→ ABOUT THIS TASK:
Look through the material below and show every line with the word "plant".

→ PROVIDED ENTRIES:
* * * * *

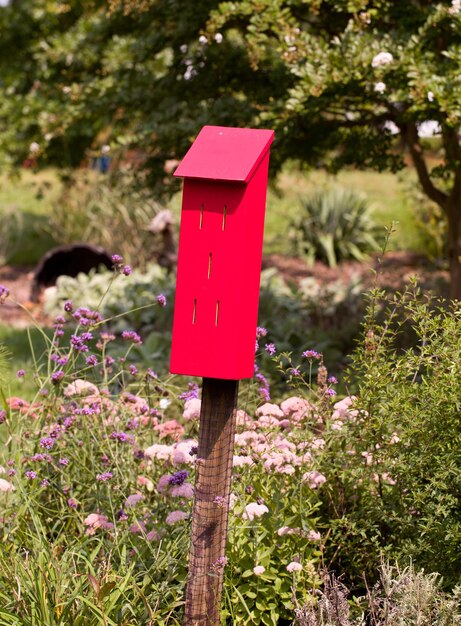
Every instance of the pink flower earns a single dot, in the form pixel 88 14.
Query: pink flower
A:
pixel 192 409
pixel 176 516
pixel 163 483
pixel 314 479
pixel 95 521
pixel 133 499
pixel 313 535
pixel 269 409
pixel 253 510
pixel 296 408
pixel 294 567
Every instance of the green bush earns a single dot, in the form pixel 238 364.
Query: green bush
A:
pixel 334 226
pixel 111 212
pixel 394 472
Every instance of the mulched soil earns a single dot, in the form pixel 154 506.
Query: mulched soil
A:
pixel 392 273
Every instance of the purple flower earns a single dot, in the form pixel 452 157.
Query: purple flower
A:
pixel 47 443
pixel 77 343
pixel 56 377
pixel 104 477
pixel 91 360
pixel 191 394
pixel 312 354
pixel 179 478
pixel 131 335
pixel 4 293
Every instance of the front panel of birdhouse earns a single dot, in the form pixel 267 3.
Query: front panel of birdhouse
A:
pixel 219 265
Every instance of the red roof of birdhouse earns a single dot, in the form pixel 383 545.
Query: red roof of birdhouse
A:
pixel 228 154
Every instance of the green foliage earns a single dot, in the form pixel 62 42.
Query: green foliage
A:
pixel 402 596
pixel 113 213
pixel 334 225
pixel 394 471
pixel 297 317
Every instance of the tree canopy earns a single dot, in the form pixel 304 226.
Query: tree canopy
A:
pixel 336 79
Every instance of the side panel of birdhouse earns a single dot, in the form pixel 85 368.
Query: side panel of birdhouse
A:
pixel 219 266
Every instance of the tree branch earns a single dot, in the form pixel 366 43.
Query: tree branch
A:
pixel 410 135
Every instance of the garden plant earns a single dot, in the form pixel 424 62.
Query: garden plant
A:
pixel 98 473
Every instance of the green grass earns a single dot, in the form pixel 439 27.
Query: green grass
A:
pixel 387 194
pixel 23 344
pixel 29 195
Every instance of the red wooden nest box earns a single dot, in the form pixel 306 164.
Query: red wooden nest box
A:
pixel 220 252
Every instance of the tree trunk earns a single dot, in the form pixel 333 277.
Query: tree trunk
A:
pixel 453 212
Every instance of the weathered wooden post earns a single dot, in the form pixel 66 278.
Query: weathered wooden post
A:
pixel 214 328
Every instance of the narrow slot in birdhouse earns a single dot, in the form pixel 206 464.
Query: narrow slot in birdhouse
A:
pixel 194 312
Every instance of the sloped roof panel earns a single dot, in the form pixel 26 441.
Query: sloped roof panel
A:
pixel 224 153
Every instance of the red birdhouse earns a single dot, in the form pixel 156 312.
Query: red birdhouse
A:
pixel 220 252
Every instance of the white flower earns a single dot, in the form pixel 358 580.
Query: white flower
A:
pixel 253 510
pixel 294 567
pixel 381 59
pixel 314 479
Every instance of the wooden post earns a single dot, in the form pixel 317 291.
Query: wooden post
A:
pixel 211 507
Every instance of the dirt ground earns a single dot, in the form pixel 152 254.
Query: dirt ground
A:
pixel 393 272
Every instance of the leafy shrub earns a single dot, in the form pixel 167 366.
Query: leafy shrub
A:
pixel 334 226
pixel 324 316
pixel 394 472
pixel 113 213
pixel 403 597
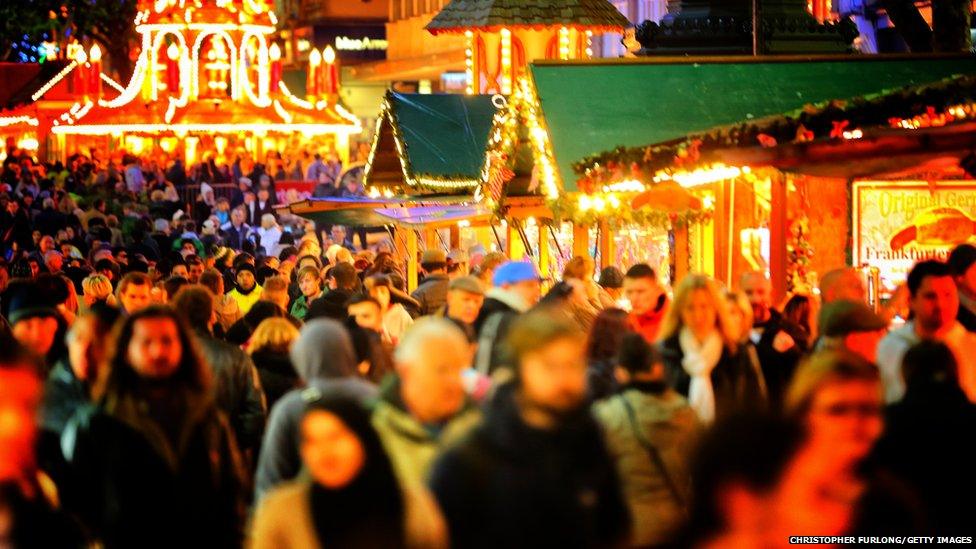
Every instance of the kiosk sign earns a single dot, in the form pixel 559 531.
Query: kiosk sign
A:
pixel 897 223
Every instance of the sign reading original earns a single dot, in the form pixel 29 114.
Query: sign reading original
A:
pixel 896 223
pixel 344 43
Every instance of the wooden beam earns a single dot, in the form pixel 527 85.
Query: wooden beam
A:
pixel 411 238
pixel 608 250
pixel 581 240
pixel 777 236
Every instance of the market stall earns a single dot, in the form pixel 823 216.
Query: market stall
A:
pixel 567 113
pixel 849 165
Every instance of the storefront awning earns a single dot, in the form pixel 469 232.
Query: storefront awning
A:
pixel 590 108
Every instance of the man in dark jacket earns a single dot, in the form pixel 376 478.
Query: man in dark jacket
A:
pixel 962 262
pixel 237 387
pixel 536 472
pixel 343 282
pixel 779 343
pixel 432 292
pixel 516 287
pixel 155 463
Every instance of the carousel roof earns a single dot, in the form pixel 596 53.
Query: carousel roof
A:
pixel 489 15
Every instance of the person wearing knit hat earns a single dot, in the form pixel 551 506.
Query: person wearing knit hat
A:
pixel 247 291
pixel 432 292
pixel 962 262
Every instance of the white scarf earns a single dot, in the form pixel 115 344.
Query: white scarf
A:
pixel 698 362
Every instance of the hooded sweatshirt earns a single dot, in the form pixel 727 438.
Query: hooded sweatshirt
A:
pixel 324 359
pixel 892 350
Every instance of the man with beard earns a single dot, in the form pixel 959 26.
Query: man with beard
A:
pixel 155 464
pixel 536 472
pixel 247 292
pixel 779 343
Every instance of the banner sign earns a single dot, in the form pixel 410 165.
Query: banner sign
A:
pixel 898 223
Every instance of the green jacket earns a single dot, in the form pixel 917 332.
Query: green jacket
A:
pixel 412 446
pixel 670 425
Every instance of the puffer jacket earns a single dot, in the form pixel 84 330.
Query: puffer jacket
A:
pixel 324 359
pixel 656 487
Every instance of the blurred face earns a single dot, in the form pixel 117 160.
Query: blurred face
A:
pixel 195 271
pixel 530 290
pixel 245 280
pixel 845 420
pixel 47 244
pixel 155 350
pixel 20 396
pixel 735 317
pixel 432 389
pixel 381 294
pixel 642 293
pixel 310 286
pixel 367 315
pixel 699 313
pixel 554 377
pixel 865 344
pixel 760 294
pixel 967 282
pixel 135 297
pixel 936 303
pixel 333 454
pixel 464 306
pixel 37 333
pixel 85 352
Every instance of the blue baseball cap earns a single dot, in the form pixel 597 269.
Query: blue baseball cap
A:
pixel 513 272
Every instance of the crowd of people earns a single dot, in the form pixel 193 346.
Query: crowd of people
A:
pixel 278 386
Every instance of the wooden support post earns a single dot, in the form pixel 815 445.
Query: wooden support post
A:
pixel 581 241
pixel 515 248
pixel 411 238
pixel 608 251
pixel 777 237
pixel 455 237
pixel 720 228
pixel 544 265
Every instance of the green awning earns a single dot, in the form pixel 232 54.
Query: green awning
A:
pixel 442 138
pixel 595 107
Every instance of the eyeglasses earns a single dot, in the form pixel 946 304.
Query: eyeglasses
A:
pixel 843 409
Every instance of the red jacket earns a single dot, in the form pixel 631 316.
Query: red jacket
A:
pixel 649 324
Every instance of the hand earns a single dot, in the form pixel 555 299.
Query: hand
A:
pixel 783 342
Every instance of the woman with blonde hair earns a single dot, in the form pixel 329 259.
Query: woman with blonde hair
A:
pixel 704 357
pixel 269 347
pixel 582 268
pixel 97 288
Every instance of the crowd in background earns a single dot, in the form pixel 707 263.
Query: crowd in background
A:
pixel 217 374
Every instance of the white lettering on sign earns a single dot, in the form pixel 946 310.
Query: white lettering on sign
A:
pixel 344 43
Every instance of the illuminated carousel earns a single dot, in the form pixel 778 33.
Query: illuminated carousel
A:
pixel 208 77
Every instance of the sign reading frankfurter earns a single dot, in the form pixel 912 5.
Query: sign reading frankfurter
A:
pixel 896 223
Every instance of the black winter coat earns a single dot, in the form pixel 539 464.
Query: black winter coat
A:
pixel 511 485
pixel 737 380
pixel 777 367
pixel 237 389
pixel 129 495
pixel 277 374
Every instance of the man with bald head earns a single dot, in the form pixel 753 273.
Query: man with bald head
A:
pixel 843 284
pixel 423 406
pixel 779 343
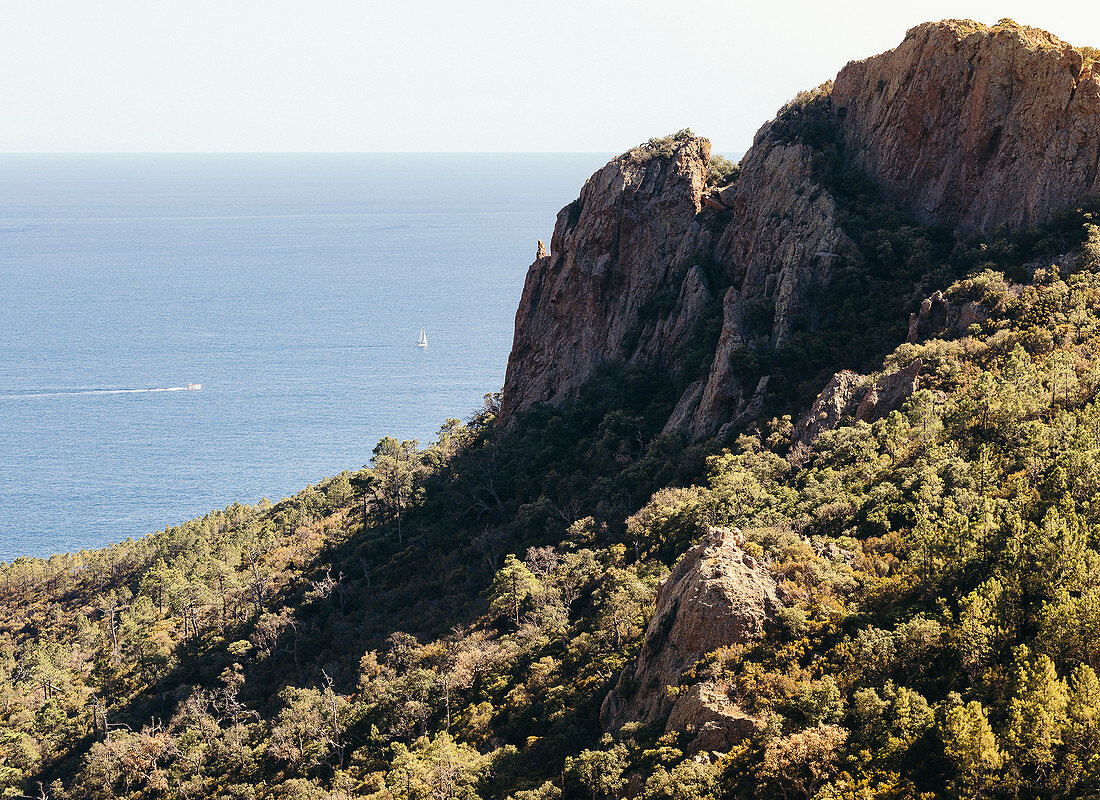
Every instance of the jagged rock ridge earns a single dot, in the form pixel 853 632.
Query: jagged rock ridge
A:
pixel 964 124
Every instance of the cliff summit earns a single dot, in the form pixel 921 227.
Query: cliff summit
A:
pixel 963 125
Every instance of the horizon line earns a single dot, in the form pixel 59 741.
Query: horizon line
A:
pixel 305 152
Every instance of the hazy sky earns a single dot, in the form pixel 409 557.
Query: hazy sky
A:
pixel 433 75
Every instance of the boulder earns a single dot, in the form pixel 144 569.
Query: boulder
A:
pixel 716 595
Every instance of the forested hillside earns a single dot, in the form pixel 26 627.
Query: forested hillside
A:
pixel 906 593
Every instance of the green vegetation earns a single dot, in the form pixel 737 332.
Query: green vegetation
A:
pixel 446 622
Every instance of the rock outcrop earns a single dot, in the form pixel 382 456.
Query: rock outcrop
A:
pixel 975 127
pixel 716 595
pixel 938 317
pixel 613 250
pixel 850 397
pixel 963 124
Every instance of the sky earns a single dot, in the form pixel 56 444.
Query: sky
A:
pixel 437 75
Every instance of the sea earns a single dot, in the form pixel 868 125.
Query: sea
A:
pixel 292 287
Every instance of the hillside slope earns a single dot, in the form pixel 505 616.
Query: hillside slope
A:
pixel 883 587
pixel 961 125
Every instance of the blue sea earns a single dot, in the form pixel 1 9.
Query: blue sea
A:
pixel 292 287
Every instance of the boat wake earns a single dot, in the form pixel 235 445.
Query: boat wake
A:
pixel 83 392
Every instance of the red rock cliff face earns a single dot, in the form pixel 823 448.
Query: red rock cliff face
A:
pixel 972 125
pixel 613 250
pixel 963 124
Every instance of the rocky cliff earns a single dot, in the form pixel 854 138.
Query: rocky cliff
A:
pixel 975 125
pixel 961 124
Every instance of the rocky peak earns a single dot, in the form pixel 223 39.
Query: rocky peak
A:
pixel 974 125
pixel 715 596
pixel 963 124
pixel 613 250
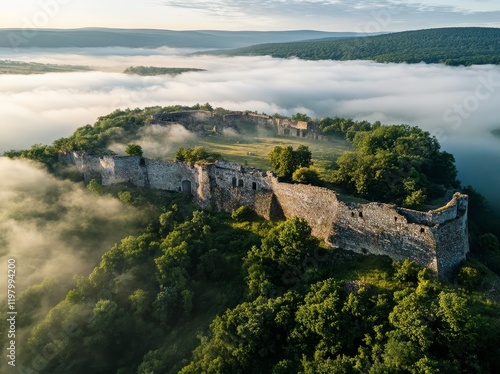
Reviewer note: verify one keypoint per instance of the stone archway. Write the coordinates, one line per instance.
(186, 186)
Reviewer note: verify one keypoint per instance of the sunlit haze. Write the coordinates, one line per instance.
(330, 15)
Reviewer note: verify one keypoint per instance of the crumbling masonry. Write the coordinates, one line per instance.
(436, 239)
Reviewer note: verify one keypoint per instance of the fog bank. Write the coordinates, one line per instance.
(457, 104)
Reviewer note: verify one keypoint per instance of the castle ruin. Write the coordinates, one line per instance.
(436, 239)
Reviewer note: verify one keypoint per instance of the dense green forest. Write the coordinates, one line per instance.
(451, 46)
(198, 291)
(17, 67)
(153, 70)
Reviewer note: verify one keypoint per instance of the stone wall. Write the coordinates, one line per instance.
(436, 239)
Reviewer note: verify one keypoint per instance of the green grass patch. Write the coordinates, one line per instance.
(27, 68)
(252, 145)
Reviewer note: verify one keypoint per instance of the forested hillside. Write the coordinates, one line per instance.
(209, 292)
(450, 46)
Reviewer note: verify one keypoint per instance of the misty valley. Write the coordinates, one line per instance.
(149, 199)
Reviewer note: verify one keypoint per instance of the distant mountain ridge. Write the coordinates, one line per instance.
(450, 46)
(144, 38)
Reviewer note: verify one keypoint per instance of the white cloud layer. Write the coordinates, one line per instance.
(457, 104)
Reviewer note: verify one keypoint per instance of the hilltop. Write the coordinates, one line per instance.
(450, 46)
(226, 292)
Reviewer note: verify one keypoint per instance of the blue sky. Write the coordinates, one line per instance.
(328, 15)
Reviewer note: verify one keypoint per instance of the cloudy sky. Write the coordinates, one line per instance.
(328, 15)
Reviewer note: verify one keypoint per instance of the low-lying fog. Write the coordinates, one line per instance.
(457, 104)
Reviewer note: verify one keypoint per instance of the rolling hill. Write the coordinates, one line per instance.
(141, 38)
(450, 46)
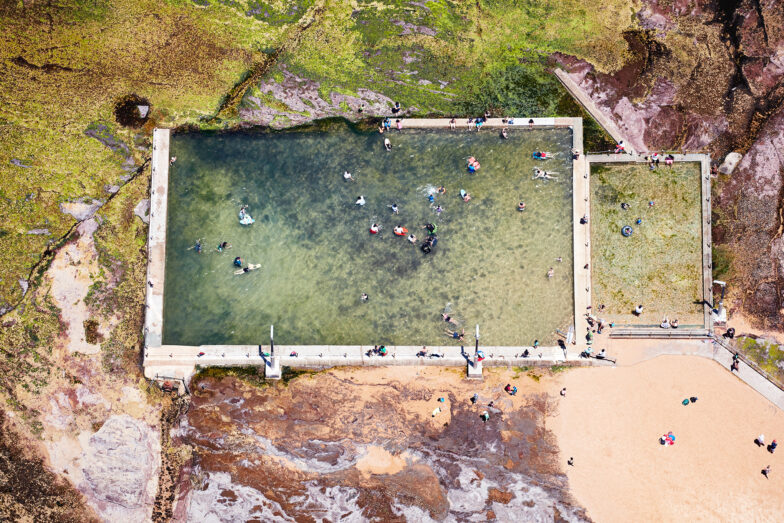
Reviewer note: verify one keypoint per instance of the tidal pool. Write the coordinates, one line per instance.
(317, 256)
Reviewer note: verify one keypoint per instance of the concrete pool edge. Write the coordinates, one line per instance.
(179, 362)
(156, 239)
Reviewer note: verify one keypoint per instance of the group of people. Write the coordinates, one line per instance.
(653, 160)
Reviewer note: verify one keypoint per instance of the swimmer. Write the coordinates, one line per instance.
(543, 175)
(447, 318)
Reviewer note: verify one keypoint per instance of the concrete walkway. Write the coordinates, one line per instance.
(583, 99)
(180, 362)
(156, 239)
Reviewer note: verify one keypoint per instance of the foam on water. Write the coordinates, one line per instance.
(215, 504)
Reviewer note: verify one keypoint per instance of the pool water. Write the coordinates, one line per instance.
(317, 256)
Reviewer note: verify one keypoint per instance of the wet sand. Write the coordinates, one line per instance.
(610, 422)
(363, 444)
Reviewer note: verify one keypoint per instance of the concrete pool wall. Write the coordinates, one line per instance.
(179, 362)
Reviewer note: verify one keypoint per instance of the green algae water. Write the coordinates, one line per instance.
(317, 256)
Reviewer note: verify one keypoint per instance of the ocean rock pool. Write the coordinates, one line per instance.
(317, 256)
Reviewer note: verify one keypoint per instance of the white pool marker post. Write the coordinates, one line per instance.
(272, 366)
(475, 364)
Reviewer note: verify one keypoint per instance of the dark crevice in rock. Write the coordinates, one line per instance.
(171, 462)
(230, 103)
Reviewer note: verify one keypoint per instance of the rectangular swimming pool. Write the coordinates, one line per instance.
(317, 256)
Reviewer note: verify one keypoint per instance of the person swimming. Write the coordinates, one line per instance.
(543, 175)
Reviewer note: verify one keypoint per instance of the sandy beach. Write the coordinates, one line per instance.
(610, 422)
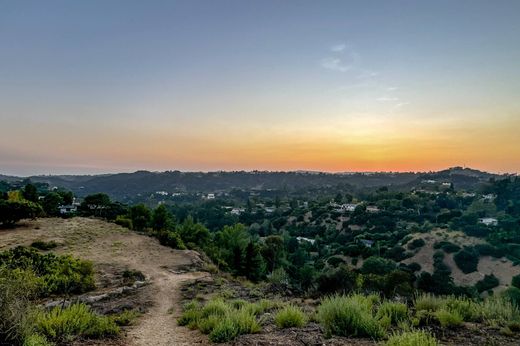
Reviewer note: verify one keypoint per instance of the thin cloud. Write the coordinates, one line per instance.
(338, 48)
(335, 64)
(387, 99)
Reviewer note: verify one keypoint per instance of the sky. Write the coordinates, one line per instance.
(104, 86)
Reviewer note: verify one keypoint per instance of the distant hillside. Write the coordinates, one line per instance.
(123, 186)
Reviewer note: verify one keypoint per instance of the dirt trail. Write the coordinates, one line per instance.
(112, 247)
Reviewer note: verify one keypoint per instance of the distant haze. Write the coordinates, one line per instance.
(110, 86)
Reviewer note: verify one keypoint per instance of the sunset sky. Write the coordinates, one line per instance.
(110, 86)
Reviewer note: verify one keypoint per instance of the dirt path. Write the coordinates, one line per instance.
(113, 248)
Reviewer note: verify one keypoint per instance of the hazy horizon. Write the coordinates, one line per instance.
(94, 87)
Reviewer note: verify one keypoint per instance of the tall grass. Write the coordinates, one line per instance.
(411, 338)
(290, 316)
(74, 321)
(223, 321)
(350, 316)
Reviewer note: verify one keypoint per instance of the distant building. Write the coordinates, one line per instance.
(372, 209)
(367, 243)
(68, 209)
(300, 239)
(237, 211)
(488, 221)
(488, 197)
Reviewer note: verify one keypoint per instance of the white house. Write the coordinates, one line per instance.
(372, 209)
(488, 221)
(237, 211)
(68, 209)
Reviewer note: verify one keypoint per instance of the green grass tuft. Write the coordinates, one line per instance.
(290, 316)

* * * * *

→ TASK RESPONSE:
Every instance of the garden plant earns a single dot, in the form pixel 424 62.
Query: garden plant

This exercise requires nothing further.